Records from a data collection

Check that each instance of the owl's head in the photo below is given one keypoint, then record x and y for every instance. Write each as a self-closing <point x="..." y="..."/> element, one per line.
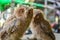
<point x="23" y="11"/>
<point x="38" y="17"/>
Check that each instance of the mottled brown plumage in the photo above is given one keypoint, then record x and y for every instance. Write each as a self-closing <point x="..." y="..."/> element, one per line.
<point x="40" y="27"/>
<point x="15" y="26"/>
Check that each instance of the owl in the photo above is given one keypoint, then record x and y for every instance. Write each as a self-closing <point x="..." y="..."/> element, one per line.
<point x="15" y="26"/>
<point x="40" y="27"/>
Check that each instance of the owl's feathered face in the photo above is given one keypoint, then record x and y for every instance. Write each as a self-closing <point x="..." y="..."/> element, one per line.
<point x="38" y="17"/>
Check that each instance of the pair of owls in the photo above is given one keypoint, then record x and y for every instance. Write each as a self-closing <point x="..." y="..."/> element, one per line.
<point x="15" y="26"/>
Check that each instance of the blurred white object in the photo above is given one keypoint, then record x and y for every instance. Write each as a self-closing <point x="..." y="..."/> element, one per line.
<point x="1" y="22"/>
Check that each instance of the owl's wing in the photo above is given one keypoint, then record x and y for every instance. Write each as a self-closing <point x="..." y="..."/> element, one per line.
<point x="47" y="29"/>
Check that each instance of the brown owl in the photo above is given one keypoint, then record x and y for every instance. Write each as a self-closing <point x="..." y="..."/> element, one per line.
<point x="15" y="26"/>
<point x="40" y="27"/>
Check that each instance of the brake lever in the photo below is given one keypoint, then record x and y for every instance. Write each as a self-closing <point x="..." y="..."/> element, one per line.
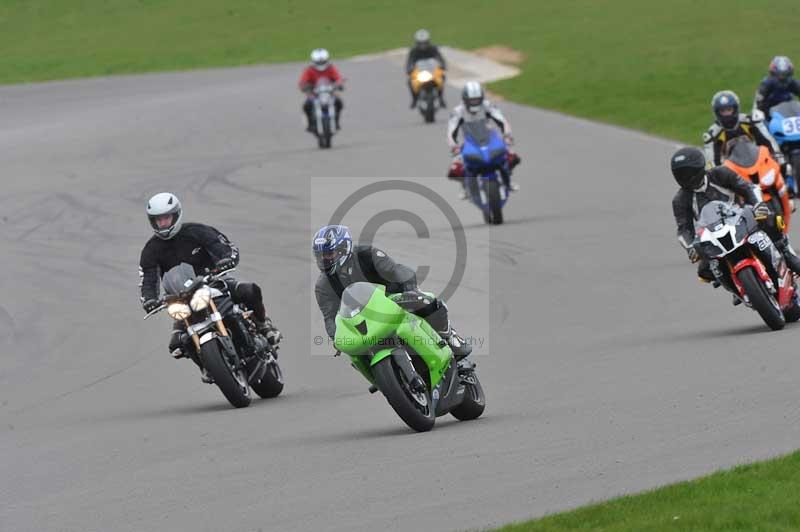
<point x="155" y="311"/>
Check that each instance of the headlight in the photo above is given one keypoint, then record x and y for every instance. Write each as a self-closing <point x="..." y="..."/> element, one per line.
<point x="201" y="298"/>
<point x="424" y="76"/>
<point x="179" y="311"/>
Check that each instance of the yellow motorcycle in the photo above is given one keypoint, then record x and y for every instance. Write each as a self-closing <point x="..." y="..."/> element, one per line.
<point x="427" y="80"/>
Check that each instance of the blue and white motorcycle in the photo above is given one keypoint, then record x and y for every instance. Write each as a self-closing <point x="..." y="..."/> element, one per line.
<point x="784" y="125"/>
<point x="486" y="169"/>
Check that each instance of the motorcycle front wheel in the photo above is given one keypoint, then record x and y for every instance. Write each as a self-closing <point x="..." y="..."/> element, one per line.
<point x="495" y="210"/>
<point x="414" y="408"/>
<point x="231" y="382"/>
<point x="474" y="401"/>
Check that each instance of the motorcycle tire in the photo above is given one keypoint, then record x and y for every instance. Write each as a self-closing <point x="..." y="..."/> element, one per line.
<point x="473" y="404"/>
<point x="495" y="210"/>
<point x="391" y="383"/>
<point x="214" y="361"/>
<point x="761" y="300"/>
<point x="429" y="112"/>
<point x="325" y="139"/>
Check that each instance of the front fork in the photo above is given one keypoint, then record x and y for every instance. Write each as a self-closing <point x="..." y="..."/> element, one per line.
<point x="216" y="317"/>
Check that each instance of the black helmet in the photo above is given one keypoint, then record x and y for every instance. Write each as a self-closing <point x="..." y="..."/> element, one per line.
<point x="725" y="106"/>
<point x="688" y="167"/>
<point x="782" y="69"/>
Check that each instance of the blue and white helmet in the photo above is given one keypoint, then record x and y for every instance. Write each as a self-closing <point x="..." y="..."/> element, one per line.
<point x="333" y="246"/>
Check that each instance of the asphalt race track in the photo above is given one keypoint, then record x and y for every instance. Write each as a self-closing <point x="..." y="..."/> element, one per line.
<point x="611" y="369"/>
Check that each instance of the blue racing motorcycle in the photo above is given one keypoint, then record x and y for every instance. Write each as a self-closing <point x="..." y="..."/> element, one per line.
<point x="784" y="125"/>
<point x="486" y="169"/>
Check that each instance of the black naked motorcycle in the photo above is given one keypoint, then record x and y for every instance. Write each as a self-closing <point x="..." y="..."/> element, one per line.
<point x="223" y="334"/>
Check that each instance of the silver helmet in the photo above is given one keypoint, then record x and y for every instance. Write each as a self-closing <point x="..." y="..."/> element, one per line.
<point x="160" y="205"/>
<point x="472" y="95"/>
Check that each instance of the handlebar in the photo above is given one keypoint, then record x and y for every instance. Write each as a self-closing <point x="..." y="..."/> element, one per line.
<point x="206" y="278"/>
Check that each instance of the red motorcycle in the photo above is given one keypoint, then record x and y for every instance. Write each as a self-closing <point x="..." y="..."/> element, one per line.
<point x="744" y="260"/>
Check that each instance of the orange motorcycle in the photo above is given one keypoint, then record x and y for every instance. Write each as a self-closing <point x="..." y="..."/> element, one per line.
<point x="427" y="80"/>
<point x="755" y="164"/>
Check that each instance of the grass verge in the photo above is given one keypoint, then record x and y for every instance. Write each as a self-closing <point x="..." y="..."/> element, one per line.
<point x="761" y="496"/>
<point x="646" y="65"/>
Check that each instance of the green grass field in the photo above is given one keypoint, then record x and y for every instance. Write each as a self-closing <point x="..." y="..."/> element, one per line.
<point x="652" y="66"/>
<point x="647" y="65"/>
<point x="762" y="497"/>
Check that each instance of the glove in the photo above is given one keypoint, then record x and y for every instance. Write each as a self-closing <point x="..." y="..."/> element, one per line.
<point x="274" y="336"/>
<point x="223" y="265"/>
<point x="762" y="211"/>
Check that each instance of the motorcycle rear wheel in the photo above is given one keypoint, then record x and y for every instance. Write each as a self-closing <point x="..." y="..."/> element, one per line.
<point x="761" y="300"/>
<point x="474" y="402"/>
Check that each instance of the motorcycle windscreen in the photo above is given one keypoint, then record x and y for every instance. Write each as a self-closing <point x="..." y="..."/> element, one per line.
<point x="742" y="151"/>
<point x="178" y="279"/>
<point x="354" y="298"/>
<point x="428" y="65"/>
<point x="477" y="132"/>
<point x="786" y="109"/>
<point x="715" y="214"/>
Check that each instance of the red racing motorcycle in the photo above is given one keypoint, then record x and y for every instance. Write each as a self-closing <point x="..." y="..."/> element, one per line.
<point x="744" y="260"/>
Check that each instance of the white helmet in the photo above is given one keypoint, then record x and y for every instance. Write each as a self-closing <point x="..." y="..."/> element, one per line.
<point x="472" y="95"/>
<point x="161" y="204"/>
<point x="320" y="58"/>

What you will do:
Images are to be omitted; repeat the remaining data above exactly.

Final answer:
Check that each instance of the owl's head in the photo below is given one keypoint, then record x and y for every instance. Write each as a self-closing <point x="..." y="..."/> element, one per line.
<point x="23" y="11"/>
<point x="38" y="17"/>
Check that each instance of the mottled brown plumage in the photo above is given one keypoint, then record x and y for every instance. Write each as a self-closing <point x="..." y="..."/> element, one per line.
<point x="40" y="27"/>
<point x="15" y="26"/>
Check that each instance of the owl in the photo above is given one keypoint, then record x and y for every instance. Write each as a self-closing <point x="..." y="..."/> element, one per line.
<point x="15" y="26"/>
<point x="40" y="27"/>
Check that each instance of the owl's feathered face in the photo above is given one keypoint, then record x and y for every instance. Write each as a self-closing <point x="..." y="..."/> element, one per line.
<point x="38" y="17"/>
Check that each instance of the pair of owls in the photo above is given one keypoint, then record x and y for every instance. Write each as a self-closing <point x="..." y="..."/> element, one per line.
<point x="15" y="26"/>
Check that each instance of the blurred white object in the photo above is given one keypoint, then record x and y for every instance. Write each as a self-closing <point x="..." y="..."/> element, one per line.
<point x="1" y="22"/>
Check that each instance of the owl's wing in the photo above is given one keypoint, then record x and y for every instance. Write each as a self-closing <point x="..." y="..."/> element, one per line.
<point x="47" y="29"/>
Check that each instance of the brown owl in the photo above is given one keypoint, then record x and y for every instance. Write each as a self-closing <point x="..." y="..."/> element, one per line.
<point x="15" y="26"/>
<point x="40" y="27"/>
Check that each instance of the brake lever in the photo below is given one keypoint, then record x and y for every instance. Write each as a self-closing <point x="..." y="..."/> element, one per line.
<point x="155" y="311"/>
Check that each instance of the headlight in the photo above is given one keypoint, then record x and y for every instance. Write each as a self-closing <point x="..." y="..."/> element, one per line.
<point x="201" y="298"/>
<point x="424" y="76"/>
<point x="179" y="311"/>
Check that each instance of the yellow motorcycle in the photo above is given one keypoint, then record x and y for every instance. Write each as a self-closing <point x="..." y="..."/> element, one per line.
<point x="427" y="80"/>
Check that each instance of the blue and white motorcycle in the photo above is given one keypoint, then record x and y for every instance. Write each as a self-closing <point x="..." y="..."/> element, one per line.
<point x="784" y="125"/>
<point x="486" y="169"/>
Check that each instance of the motorcycle front wheel in the photo above is given one keypoint, then record x and y for every instance. Write each as a self-closing <point x="..." y="..."/> element, one per line.
<point x="495" y="210"/>
<point x="414" y="408"/>
<point x="231" y="382"/>
<point x="474" y="401"/>
Check that each instance of the motorcycle tire in the photo above is given one keypoint, then record x and y for every instance. Write each as a self-closing <point x="..." y="..."/> element, one per line.
<point x="473" y="404"/>
<point x="495" y="210"/>
<point x="391" y="383"/>
<point x="214" y="361"/>
<point x="761" y="300"/>
<point x="429" y="112"/>
<point x="325" y="139"/>
Check that each instance of the front fork in the photo above is given one keypoint, then record x and y for every instance. Write each as a self-closing <point x="..." y="..."/> element, one per line.
<point x="216" y="317"/>
Check that each instance of the black helmet in the photo above is given one keypoint, then record x and y for every instance. Write each as a self-closing <point x="..." y="..."/> element, one per line.
<point x="725" y="106"/>
<point x="688" y="167"/>
<point x="782" y="69"/>
Check that each instance of the blue and white helmet in the photo above is given one keypoint, then record x and y for every instance. Write each as a self-closing <point x="..." y="..."/> element, one per line.
<point x="333" y="246"/>
Check that each instance of the asphalt race track in the photo above is given one keypoint, then record x and y for every instance. Write each as a self-closing <point x="..." y="..."/> element, one per line.
<point x="611" y="369"/>
Check that each instance of the blue racing motorcycle in the photo above is given one keypoint, then record x and y for every instance. Write each as a self-closing <point x="..." y="..."/> element, one per line.
<point x="784" y="125"/>
<point x="486" y="169"/>
Check that each instance of the black naked motorcycle in the photo above is given one keypoint, then record x and y for every instance. Write each as a self-closing <point x="..." y="..."/> element, one per line.
<point x="223" y="334"/>
Check that each instance of the silver helmet in the photo above is given one keypoint, then record x and y for every instance. Write each as a self-closing <point x="..." y="..."/> element, one per line.
<point x="160" y="205"/>
<point x="472" y="95"/>
Check that each instance of the handlebar in the photo above is given one keypoint, then record x and y for every instance. Write each as a self-closing <point x="..." y="..."/> element, one per line.
<point x="206" y="278"/>
Check that each instance of the red motorcycle in the photo above is given one keypoint, then record x and y for every instance. Write each as a self-closing <point x="..." y="..."/> element, one per line.
<point x="744" y="260"/>
Check that each instance of the orange motorcycle in the photo above is given one keypoint, then record x and y for every instance. Write each as a self-closing <point x="..." y="..."/> element, one per line.
<point x="427" y="80"/>
<point x="755" y="164"/>
Check that each instance of the grass verge in the photo above is given one keypoint, then record x and y for every instance. Write each as a self-closing <point x="..." y="..."/> element, one per line.
<point x="761" y="496"/>
<point x="646" y="65"/>
Check that each instance of the green grass field in the photo above is given one keypoint, then record x and y for every instance. Write each as a self-closing <point x="..." y="..."/> element, one per line.
<point x="652" y="66"/>
<point x="647" y="65"/>
<point x="762" y="497"/>
Check that each instance of the glove in the photo above is given one keypoint, then record x and y for every instance. Write each as a self-closing <point x="..." y="..."/> element, one per line.
<point x="274" y="336"/>
<point x="223" y="265"/>
<point x="762" y="211"/>
Check that each instance of the motorcycle rear wheel in the photo above is given one keypoint, then record x and y for every instance. Write each as a self-closing <point x="..." y="..."/> element, one per line.
<point x="761" y="300"/>
<point x="474" y="402"/>
Check that each instance of the motorcycle windscreen in the photo above is given one keypoint, then record x and y for every instance. Write each as a self-closing <point x="..." y="..."/> element, one per line.
<point x="742" y="151"/>
<point x="178" y="279"/>
<point x="354" y="298"/>
<point x="428" y="65"/>
<point x="477" y="132"/>
<point x="786" y="109"/>
<point x="715" y="214"/>
Check that each instance of the red racing motorcycle in the photo above is given one keypoint, then record x and y for every instance. Write each as a self-closing <point x="..." y="..."/> element, one per line.
<point x="744" y="260"/>
Check that each instance of the white helmet in the photo above is given one keypoint, then record x and y for every instance. Write each as a self-closing <point x="..." y="..."/> element, one per line.
<point x="472" y="95"/>
<point x="161" y="204"/>
<point x="320" y="58"/>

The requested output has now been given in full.